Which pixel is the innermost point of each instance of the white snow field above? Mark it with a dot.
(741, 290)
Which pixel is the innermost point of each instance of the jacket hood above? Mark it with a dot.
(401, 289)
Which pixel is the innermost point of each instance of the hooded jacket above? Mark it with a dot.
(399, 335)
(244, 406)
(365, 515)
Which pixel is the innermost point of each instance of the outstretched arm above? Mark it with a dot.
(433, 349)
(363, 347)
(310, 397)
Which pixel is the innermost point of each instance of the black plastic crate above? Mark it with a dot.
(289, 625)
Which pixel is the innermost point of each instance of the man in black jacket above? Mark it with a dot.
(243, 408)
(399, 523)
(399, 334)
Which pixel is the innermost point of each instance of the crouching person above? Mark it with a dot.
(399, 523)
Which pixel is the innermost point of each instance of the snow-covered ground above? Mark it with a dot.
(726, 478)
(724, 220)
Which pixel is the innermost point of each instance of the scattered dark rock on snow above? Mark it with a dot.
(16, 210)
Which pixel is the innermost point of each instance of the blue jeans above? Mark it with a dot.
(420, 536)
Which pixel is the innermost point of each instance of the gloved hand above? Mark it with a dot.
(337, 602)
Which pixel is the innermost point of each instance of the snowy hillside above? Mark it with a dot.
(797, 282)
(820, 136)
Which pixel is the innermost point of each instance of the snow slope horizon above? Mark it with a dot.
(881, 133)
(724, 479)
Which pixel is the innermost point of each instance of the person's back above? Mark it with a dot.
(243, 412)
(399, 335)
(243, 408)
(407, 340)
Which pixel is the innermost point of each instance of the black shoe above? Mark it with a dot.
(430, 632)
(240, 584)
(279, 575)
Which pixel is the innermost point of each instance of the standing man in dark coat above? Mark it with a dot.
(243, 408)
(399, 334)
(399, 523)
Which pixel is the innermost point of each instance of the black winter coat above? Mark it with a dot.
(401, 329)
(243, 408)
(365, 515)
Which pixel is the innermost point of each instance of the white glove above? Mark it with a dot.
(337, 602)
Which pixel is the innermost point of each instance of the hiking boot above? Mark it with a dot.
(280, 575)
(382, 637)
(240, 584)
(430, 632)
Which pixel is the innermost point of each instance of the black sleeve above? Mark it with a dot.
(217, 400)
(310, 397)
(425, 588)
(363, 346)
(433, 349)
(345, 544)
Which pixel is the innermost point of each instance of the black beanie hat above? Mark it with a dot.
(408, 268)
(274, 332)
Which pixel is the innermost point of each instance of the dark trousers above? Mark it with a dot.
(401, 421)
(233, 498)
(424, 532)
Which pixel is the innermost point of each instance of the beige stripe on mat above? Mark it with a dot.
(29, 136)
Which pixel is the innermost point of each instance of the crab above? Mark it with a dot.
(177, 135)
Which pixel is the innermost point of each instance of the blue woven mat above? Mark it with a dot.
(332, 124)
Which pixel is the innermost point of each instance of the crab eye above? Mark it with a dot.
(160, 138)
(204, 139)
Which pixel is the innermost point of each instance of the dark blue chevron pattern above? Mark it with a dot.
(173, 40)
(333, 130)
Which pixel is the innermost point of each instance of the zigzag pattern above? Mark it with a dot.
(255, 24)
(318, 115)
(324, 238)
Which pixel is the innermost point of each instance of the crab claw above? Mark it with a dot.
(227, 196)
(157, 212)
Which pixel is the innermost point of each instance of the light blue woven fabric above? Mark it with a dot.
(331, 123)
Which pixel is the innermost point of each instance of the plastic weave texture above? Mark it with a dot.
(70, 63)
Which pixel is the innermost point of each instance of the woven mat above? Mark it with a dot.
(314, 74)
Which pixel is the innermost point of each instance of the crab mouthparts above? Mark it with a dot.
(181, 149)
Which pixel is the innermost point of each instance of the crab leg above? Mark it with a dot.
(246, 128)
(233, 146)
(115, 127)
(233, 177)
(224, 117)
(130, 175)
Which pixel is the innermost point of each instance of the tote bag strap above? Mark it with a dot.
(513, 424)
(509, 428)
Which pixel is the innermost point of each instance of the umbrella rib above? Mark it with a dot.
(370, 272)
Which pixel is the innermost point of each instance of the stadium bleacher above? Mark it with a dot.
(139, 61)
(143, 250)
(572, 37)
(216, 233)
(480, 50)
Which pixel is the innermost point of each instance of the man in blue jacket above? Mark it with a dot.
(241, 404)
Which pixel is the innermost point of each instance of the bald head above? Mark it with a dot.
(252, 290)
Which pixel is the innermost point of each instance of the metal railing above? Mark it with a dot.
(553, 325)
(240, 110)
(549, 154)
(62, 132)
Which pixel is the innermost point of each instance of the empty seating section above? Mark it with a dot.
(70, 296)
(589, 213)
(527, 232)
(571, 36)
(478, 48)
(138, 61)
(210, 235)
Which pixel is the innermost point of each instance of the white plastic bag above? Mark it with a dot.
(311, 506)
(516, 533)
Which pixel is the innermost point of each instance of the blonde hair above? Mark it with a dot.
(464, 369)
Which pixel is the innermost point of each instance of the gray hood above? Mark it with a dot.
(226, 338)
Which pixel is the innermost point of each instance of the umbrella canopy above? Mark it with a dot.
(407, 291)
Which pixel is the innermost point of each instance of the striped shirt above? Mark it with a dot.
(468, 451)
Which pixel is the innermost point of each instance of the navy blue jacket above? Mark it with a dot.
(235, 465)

####

WHAT THE TASK ASKS: Every entry in the listing above is to be repeated verbatim.

RESULT:
Which pixel is the innermost point of each instance of the white snow field above? Mark it with a dot.
(741, 290)
Which pixel is the innermost point of each instance of the jacket hood above? Mark it with a dot.
(401, 289)
Which pixel is the innermost point of each instance of the hooded jacket above? Mark it with a dot.
(399, 335)
(244, 406)
(365, 515)
Which pixel is the innermost point of each instance of the outstretched arm above? Mark it with a dot.
(433, 349)
(363, 347)
(310, 397)
Which pixel is the innermost point of each instance of the black plastic crate above? Mark it with a dot.
(289, 625)
Which pixel is the innermost point of each instance of the man in black jacket above? Mark it with a dot.
(243, 408)
(399, 523)
(399, 334)
Which pixel is the innermost point of each instance of the crouching person above? Mark it with a dot.
(399, 523)
Which pixel is the innermost point of each instance of the snow-covered ground above? Mark it with a dot.
(726, 478)
(724, 220)
Which pixel is the innermost point of each instance of the scattered dark rock on snow above? Mark it with a dot.
(16, 210)
Which pixel is the innermost point of each instance of the blue jeans above? Mark it with a dot.
(420, 536)
Which pixel is the innermost point of each instance of the gloved hand above? Mark it with a dot.
(337, 602)
Which pixel is the innermost point of each instance of the snowy hillside above? Mark it with a dot.
(797, 282)
(820, 136)
Which pixel is the innermost point of each instance of the snow slope horizon above? Mark it with a dot.
(881, 133)
(724, 479)
Which pixel is the innermost point of each instance of the person's back above? Mark it with a dot.
(243, 412)
(399, 335)
(243, 408)
(407, 340)
Which pixel is the innermost point of each instance of the black shoe above? Mark it with a dot.
(430, 632)
(240, 584)
(279, 575)
Which pixel is the innermost point of each instance of the standing man in dark coat above? Mark it with a dot.
(243, 408)
(399, 334)
(399, 523)
Which pixel is the innermost point of each instance of the black winter coat above? Mark it with a dot.
(401, 329)
(243, 408)
(365, 515)
Which pixel is the innermost point of each instance of the white glove above? Mark it with a dot.
(337, 602)
Which pixel is the innermost point of each instance of the hiking boot above? Mark it with a dot.
(280, 575)
(382, 637)
(240, 584)
(430, 632)
Which pixel is the innermost point of each instance of the black sleeve above? Mark it with a dot.
(217, 400)
(310, 397)
(425, 588)
(363, 346)
(433, 349)
(345, 544)
Which pixel is the innermost point of each instance of the black beanie hat above? Mark it with a dot.
(408, 268)
(274, 332)
Which pixel is the innermost point of each instance of the dark trousers above? Mark it with a dot.
(401, 421)
(233, 498)
(424, 532)
Which pixel is the innermost point of each instance of the beige stripe on mat above? Mark it with a dot.
(29, 136)
Which pixel is the innermost point of each instance of the crab above? Mark it with a dot.
(177, 135)
Which pixel is the innermost point of each instance of the blue woven mat above? Mark it with a dot.
(332, 124)
Which pixel is the innermost point of each instance of the crab eye above? Mark it with a dot.
(160, 138)
(204, 139)
Which pixel is the innermost point of each instance of the dark blue chevron pattern above? Mark it with a dot.
(173, 40)
(333, 130)
Which pixel is the innermost point of each instance of the zigzag pattern above? Mark it with a dot.
(255, 24)
(318, 115)
(324, 238)
Which pixel is the innermost point of each instance of the crab claw above? Mark it with a dot.
(227, 196)
(157, 212)
Which pixel is the innermost point of each instance of the light blue woven fabric above? Mark it with a dot.
(331, 123)
Which pixel is the innermost point of each instance of the plastic weave texture above? Mark it with a dot.
(70, 63)
Which pixel is the innermost point of each instance of the woven mat above? Mark it with a dot.
(314, 74)
Which pixel is the innermost point of each instance of the crab mouthparts above? Mark it with a dot.
(181, 149)
Which pixel is the innermost point of each instance of the crab leg above? Mark it with a dot.
(246, 128)
(233, 146)
(115, 127)
(233, 177)
(224, 117)
(130, 175)
Which pixel is the innermost point of each instance of the tote bag strap above? Mark it with a dot.
(513, 424)
(509, 428)
Which pixel is the innermost point of each instance of the umbrella rib above? Mark it with a dot.
(370, 272)
Which pixel is the innermost point of each instance of the stadium bleacher above? Mark it with a dot.
(139, 61)
(143, 250)
(572, 37)
(216, 233)
(480, 50)
Which pixel is the innermost point of each instance of the man in blue jacket above? Mark it with a dot.
(241, 404)
Which pixel is the innermost point of each instance of the bald head above? Mark it with a dot.
(252, 290)
Which pixel is the innermost point of each instance of the metal railing above? Mark it with a dot.
(553, 325)
(240, 110)
(549, 154)
(62, 132)
Which pixel is the innermost point of each instance of the empty seating section above? Mark it with a dot.
(70, 296)
(589, 213)
(527, 232)
(571, 36)
(478, 48)
(138, 61)
(210, 235)
Which pixel is the innermost point of each instance of the white plastic bag above? Mark it with a dot.
(311, 506)
(516, 533)
Which pixel is the innermost point of each instance of the blonde hair above? Mark it with a dot.
(464, 369)
Which pixel is the innermost point of each instance of the gray hood above? Mark it with a dot.
(226, 338)
Which pixel is the innermost point of each instance of the umbrella canopy above? Mark it with a dot.
(407, 291)
Which pixel is the innermost point of each instance of the striped shirt above? Mark it with a dot.
(468, 451)
Which pixel is the innermost point of each instance of the navy blue jacket above? Mark it with a dot.
(235, 465)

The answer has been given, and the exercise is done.